* **What to do**
Recast the stretch from the row containing "Can you see the tall" through the end of the rows as a two-column CSV with the headers text and answer. Give one line for each row, put each value in quotes, and replace any line breaks with spaces.

-- Start of Exercise materials --

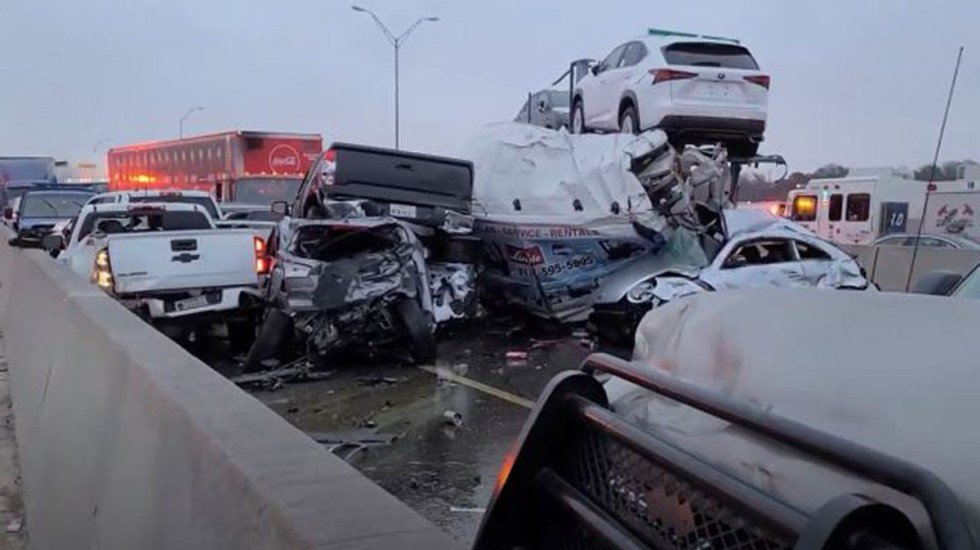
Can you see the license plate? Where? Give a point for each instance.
(403, 211)
(191, 303)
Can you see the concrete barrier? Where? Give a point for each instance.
(127, 441)
(888, 266)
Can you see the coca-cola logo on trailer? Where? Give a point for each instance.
(284, 158)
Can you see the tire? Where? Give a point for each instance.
(413, 321)
(460, 249)
(629, 121)
(273, 334)
(578, 118)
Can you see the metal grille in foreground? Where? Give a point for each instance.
(656, 505)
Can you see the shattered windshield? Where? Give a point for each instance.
(52, 205)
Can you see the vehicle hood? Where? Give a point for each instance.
(900, 379)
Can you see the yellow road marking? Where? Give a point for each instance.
(447, 374)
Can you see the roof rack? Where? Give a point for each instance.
(663, 32)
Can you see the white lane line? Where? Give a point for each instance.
(447, 374)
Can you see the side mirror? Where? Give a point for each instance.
(53, 242)
(281, 208)
(937, 283)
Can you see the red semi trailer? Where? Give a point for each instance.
(241, 167)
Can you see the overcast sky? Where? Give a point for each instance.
(862, 83)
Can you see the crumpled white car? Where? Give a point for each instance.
(761, 251)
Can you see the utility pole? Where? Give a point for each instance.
(396, 42)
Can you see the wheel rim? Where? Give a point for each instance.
(627, 126)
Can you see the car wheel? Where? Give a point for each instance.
(413, 321)
(629, 122)
(578, 118)
(274, 332)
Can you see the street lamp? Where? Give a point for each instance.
(396, 42)
(187, 115)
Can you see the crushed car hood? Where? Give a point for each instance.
(893, 372)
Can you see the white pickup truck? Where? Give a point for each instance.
(165, 261)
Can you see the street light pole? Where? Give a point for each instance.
(189, 112)
(396, 42)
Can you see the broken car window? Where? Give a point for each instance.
(858, 207)
(808, 251)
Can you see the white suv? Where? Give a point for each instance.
(698, 89)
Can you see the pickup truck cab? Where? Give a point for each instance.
(164, 260)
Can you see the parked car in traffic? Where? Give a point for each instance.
(961, 242)
(760, 252)
(698, 89)
(167, 262)
(546, 108)
(38, 212)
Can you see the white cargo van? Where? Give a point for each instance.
(862, 206)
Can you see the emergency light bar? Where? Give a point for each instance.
(662, 32)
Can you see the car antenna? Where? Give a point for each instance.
(932, 170)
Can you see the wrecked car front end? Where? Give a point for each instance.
(359, 283)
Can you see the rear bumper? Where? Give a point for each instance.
(221, 302)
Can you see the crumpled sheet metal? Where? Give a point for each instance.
(894, 372)
(547, 171)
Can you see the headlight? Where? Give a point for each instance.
(641, 293)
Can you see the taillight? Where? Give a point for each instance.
(102, 271)
(760, 79)
(666, 75)
(262, 263)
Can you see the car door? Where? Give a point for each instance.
(595, 95)
(756, 263)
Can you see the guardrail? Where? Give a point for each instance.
(127, 441)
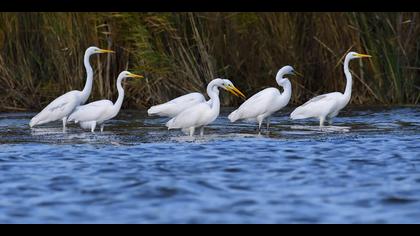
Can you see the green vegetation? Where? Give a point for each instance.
(41, 54)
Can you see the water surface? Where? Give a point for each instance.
(364, 169)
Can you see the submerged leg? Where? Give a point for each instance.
(192, 129)
(93, 126)
(260, 120)
(202, 131)
(64, 124)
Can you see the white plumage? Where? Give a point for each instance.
(266, 102)
(98, 112)
(203, 113)
(61, 107)
(177, 105)
(327, 106)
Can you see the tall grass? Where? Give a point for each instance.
(41, 54)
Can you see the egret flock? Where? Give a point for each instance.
(191, 111)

-- End of Exercise materials --

* **Written solution**
text,answer
"Can you see the tall grass? Where? Give a point for each instance.","(41, 54)"
"Can you see the egret flock? Where? Give a point for each instance.","(191, 111)"